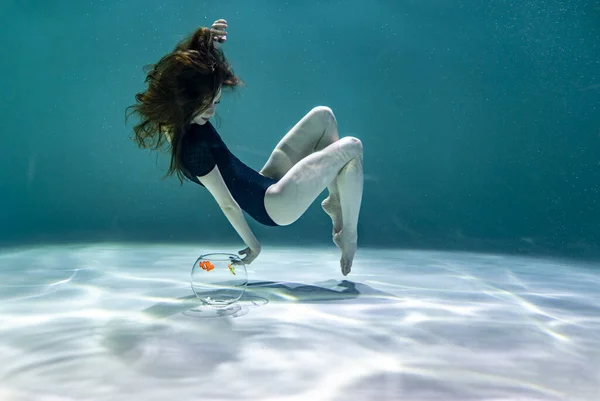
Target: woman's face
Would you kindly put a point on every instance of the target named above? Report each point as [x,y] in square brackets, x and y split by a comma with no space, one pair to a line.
[203,117]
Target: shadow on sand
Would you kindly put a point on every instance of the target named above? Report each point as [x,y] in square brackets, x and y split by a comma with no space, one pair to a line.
[260,293]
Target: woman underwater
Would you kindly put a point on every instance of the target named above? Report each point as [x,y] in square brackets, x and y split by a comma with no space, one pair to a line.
[182,92]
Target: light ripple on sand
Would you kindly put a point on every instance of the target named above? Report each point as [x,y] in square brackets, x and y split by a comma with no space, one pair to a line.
[105,321]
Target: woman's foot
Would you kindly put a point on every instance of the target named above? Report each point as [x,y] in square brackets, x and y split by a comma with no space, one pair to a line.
[347,244]
[331,206]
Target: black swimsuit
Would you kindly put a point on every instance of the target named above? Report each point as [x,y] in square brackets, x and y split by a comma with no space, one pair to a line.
[203,148]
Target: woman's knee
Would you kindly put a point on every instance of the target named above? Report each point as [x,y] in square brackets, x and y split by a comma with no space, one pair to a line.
[352,145]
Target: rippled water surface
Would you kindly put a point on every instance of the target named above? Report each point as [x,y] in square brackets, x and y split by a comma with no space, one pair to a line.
[120,322]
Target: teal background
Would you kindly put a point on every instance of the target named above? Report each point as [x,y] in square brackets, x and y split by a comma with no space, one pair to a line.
[480,120]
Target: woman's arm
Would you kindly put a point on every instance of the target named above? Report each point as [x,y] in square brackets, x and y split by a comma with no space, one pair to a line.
[213,181]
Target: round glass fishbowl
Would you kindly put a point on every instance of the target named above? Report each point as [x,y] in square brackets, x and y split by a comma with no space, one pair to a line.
[219,279]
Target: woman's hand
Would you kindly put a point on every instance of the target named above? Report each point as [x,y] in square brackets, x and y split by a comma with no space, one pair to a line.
[219,30]
[251,254]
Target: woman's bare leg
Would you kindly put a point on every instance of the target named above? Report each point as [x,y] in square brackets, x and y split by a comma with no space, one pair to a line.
[291,196]
[315,131]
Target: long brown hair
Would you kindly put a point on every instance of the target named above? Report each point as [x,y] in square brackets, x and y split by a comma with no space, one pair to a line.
[183,83]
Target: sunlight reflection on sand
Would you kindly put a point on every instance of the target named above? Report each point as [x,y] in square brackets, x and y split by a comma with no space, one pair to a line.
[111,322]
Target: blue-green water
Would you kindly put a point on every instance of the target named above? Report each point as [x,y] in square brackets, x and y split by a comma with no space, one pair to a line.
[481,128]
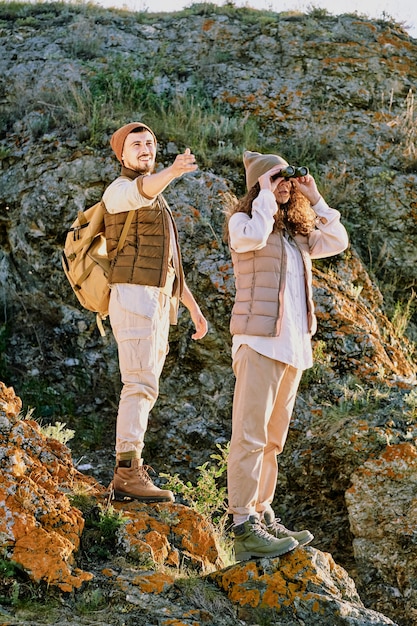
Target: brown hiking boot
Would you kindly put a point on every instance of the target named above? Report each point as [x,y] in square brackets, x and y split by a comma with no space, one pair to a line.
[134,482]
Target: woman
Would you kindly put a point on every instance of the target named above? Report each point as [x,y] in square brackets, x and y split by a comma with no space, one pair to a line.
[274,231]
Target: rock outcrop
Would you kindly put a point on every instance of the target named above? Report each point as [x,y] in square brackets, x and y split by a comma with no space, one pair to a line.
[40,532]
[335,93]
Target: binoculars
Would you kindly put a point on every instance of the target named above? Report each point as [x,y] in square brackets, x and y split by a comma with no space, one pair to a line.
[291,172]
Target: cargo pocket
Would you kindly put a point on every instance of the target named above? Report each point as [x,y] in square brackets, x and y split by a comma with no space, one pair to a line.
[136,348]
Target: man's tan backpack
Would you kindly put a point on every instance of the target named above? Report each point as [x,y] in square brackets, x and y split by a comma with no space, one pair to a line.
[85,260]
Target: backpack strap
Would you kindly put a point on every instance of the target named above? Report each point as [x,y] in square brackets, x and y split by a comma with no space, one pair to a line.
[120,245]
[126,227]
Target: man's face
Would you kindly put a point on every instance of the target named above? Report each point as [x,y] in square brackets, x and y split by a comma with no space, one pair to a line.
[139,152]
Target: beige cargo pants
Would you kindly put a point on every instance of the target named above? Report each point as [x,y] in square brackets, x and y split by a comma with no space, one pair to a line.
[264,397]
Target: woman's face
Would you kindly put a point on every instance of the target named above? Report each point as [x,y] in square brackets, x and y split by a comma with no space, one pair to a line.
[282,191]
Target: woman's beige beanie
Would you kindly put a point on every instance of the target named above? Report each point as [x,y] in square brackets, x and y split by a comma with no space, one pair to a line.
[257,164]
[117,140]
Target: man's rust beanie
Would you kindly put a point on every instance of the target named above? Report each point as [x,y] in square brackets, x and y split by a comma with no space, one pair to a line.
[118,138]
[257,164]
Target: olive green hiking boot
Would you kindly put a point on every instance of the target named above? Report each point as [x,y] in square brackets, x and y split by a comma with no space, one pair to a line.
[253,541]
[272,525]
[134,482]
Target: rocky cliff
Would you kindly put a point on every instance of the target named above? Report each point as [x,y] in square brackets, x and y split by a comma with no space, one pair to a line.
[334,93]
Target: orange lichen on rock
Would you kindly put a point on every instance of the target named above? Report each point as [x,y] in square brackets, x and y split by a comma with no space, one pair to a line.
[39,529]
[304,574]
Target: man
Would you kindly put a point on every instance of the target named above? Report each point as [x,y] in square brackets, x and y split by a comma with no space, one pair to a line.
[147,283]
[274,231]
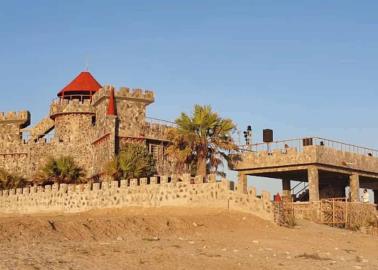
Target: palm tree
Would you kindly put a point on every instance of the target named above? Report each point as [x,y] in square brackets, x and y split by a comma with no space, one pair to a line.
[202,139]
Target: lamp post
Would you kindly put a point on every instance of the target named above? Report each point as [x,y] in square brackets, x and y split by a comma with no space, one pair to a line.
[248,137]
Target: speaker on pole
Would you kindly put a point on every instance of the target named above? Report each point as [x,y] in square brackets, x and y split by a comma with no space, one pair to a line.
[267,135]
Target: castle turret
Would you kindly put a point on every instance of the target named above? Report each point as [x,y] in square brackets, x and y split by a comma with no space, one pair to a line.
[82,87]
[73,114]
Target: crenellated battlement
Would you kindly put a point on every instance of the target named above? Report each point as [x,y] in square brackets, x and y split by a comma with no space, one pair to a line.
[22,118]
[176,190]
[136,94]
[65,106]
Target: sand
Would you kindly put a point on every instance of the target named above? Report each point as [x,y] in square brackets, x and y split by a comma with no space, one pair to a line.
[177,238]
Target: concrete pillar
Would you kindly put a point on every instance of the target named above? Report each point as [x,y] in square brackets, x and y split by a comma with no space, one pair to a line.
[313,183]
[243,183]
[354,186]
[286,188]
[375,196]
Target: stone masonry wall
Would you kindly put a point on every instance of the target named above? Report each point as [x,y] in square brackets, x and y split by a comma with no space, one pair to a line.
[153,192]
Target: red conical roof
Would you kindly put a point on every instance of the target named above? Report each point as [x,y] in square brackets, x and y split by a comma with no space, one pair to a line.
[83,83]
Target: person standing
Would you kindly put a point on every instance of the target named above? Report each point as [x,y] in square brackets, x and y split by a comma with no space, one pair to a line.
[365,196]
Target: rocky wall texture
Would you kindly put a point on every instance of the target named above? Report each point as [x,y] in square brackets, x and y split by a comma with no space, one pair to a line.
[153,192]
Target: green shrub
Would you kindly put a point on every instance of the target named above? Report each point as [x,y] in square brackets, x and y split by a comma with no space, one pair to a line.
[133,161]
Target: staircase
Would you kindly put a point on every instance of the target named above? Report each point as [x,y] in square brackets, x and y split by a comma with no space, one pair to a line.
[300,192]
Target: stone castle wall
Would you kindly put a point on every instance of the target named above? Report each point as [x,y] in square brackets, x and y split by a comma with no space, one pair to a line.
[81,129]
[153,192]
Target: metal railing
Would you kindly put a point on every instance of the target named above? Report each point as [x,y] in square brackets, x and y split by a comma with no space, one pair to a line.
[299,145]
[153,120]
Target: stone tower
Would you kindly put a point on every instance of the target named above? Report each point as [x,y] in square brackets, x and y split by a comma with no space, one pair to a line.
[73,112]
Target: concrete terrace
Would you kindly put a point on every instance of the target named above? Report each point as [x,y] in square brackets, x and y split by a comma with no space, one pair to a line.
[327,166]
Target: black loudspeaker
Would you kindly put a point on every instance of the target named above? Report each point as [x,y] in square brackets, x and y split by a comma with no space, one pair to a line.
[267,135]
[307,141]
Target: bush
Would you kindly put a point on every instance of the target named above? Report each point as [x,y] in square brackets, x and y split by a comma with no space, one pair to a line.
[60,170]
[133,161]
[11,181]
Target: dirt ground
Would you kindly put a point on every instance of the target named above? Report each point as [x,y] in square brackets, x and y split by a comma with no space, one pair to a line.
[177,238]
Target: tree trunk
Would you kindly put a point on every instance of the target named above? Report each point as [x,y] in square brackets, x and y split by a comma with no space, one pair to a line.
[201,166]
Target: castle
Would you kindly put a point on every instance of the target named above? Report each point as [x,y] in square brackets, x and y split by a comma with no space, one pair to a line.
[87,121]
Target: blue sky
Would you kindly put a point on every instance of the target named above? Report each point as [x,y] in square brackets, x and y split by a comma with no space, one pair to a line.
[302,68]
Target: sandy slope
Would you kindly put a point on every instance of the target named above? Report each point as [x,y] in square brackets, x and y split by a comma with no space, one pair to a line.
[177,238]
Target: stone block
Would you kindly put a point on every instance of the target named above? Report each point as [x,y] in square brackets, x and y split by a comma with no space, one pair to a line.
[186,178]
[133,182]
[164,179]
[153,180]
[252,191]
[87,187]
[174,179]
[96,186]
[265,195]
[198,179]
[124,183]
[71,188]
[63,188]
[26,190]
[212,178]
[115,184]
[143,181]
[55,187]
[226,184]
[105,185]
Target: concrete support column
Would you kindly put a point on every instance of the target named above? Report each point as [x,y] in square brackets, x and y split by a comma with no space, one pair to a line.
[313,183]
[375,196]
[354,186]
[286,188]
[243,183]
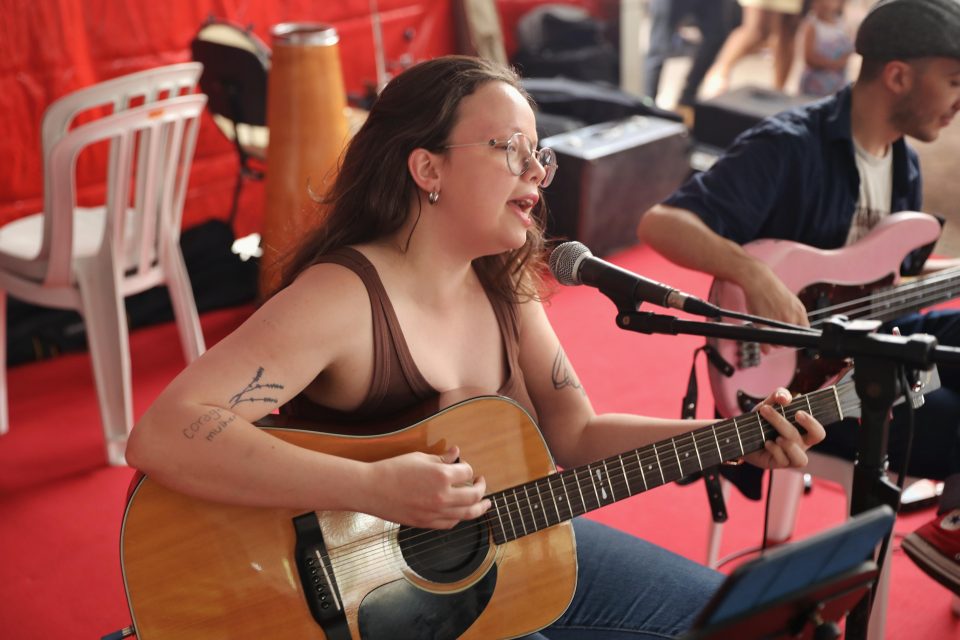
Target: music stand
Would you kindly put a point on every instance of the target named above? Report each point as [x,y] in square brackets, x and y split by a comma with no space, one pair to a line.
[799,590]
[234,79]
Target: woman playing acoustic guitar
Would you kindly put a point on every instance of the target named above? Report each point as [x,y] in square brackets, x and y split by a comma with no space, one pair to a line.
[422,279]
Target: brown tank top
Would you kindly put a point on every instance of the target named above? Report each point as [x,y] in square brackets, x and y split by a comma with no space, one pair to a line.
[397,385]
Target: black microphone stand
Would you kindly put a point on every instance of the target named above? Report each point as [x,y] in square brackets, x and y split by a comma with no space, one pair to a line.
[881,363]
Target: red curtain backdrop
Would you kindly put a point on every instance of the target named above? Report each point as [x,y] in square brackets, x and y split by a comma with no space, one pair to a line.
[50,48]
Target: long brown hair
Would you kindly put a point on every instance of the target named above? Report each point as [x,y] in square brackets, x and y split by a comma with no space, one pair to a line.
[373,189]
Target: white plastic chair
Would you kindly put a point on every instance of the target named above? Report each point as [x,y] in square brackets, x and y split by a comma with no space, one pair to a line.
[91,258]
[785,495]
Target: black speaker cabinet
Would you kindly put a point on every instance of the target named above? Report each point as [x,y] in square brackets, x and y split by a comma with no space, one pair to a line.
[609,175]
[718,121]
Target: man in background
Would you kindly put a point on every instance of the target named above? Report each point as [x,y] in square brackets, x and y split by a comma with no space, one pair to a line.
[824,174]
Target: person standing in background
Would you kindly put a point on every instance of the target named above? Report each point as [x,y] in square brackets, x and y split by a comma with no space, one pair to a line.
[713,18]
[826,49]
[762,19]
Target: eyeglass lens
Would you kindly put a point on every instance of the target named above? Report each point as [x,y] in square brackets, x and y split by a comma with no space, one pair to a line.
[520,153]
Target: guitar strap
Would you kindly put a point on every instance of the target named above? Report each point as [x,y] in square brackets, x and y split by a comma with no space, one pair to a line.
[711,475]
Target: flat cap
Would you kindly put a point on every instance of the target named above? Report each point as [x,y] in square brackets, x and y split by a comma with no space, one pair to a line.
[904,29]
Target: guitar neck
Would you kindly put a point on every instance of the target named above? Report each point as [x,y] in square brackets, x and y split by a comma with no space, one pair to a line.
[542,503]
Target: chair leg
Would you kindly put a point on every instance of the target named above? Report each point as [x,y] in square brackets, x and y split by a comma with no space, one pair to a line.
[109,343]
[184,304]
[715,536]
[4,413]
[876,626]
[785,494]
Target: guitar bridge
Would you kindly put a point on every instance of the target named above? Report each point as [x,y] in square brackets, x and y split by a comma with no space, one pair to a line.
[748,354]
[317,579]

# # # # #

- [The task] Find the line with "Target: guitar neck" in the listing above, then write out that line and each remaining line exactly, with no other text.

- [Complete response]
Target: guitar neck
Would you kindly put a point on every instance of the target named above? Report each point as [x,y] in square brackets, x and y split by a comma with no space, one pair to a line.
[542,503]
Target: chair leg
Would you kindly put a point on every instance of the target named above? Report each point as [x,y] in square brackets, x and y split by a comma with no space, one pair to a line.
[109,343]
[184,304]
[715,536]
[4,413]
[876,626]
[785,494]
Target: guitar bridge
Would you kindly put a point on every instance of the target named above? Report each point as [x,y] in square brackets, x and y split by a comma with no space, one pair to a line.
[748,354]
[317,579]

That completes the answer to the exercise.